Outra tecnologia de produção de eletricidade a partir do sol pode aumentar o leque de alternativas limpas em alguns anos. As plantas heliotérmicas, também conhecidas como sistemas de CSP (do inglês, concentrating solar power), têm um princípio semelhante ao de uma termoelétrica: o sol aquece um fluido – gás ou líquido, que se transforma em vapor – que faz girar uma turbina, produzindo energia elétrica. De acordo com o Cepel, um estudo sobre a viabilidade técnico-econômica dessa tecnologia no Brasil está em fase de preparação. Nos Estados Unidos, mais de 354 MW são gerados graças a essa alternativa.

*Dados extraídos*:
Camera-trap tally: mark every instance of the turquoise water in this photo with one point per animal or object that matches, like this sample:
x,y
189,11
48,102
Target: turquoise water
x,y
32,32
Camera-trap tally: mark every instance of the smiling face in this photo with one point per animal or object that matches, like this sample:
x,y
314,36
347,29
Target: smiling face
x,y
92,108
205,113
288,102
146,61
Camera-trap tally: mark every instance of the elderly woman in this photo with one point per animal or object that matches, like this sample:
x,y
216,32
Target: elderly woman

*Exercícios*:
[A] Reescreva o trecho selecionado de "Outra tecnologia de" até "a essa alternativa.", inclusive, trocando "turbina" por "hélice".
[B] Indique se cada afirmação concorda com o trecho selecionado, respondendo sim ou não e citando as palavras do trecho que decidem a questão: (i) As plantas heliotérmicas também são chamadas de sistemas de CSP. (ii) O estudo sobre a viabilidade técnico-econômica dessa tecnologia no Brasil já foi concluído. (iii) Nos Estados Unidos, menos de 300 MW são gerados com essa alternativa.
Baseie-se somente no trecho selecionado.

*Respostas escritas*:
[A]
Outra tecnologia de produção de eletricidade a partir do sol pode aumentar o leque de alternativas limpas em alguns anos. As plantas heliotérmicas, também conhecidas como sistemas de CSP (do inglês, concentrating solar power), têm um princípio semelhante ao de uma termoelétrica: o sol aquece um fluido – gás ou líquido, que se transforma em vapor – que faz girar uma hélice, produzindo energia elétrica. De acordo com o Cepel, um estudo sobre a viabilidade técnico-econômica dessa tecnologia no Brasil está em fase de preparação. Nos Estados Unidos, mais de 354 MW são gerados graças a essa alternativa.

[B]
(i) Sim: "As plantas heliotérmicas, também conhecidas como sistemas de CSP".
(ii) Não: "um estudo sobre a viabilidade técnico-econômica dessa tecnologia no Brasil está em fase de preparação".
(iii) Não: "mais de 354 MW são gerados graças a essa alternativa".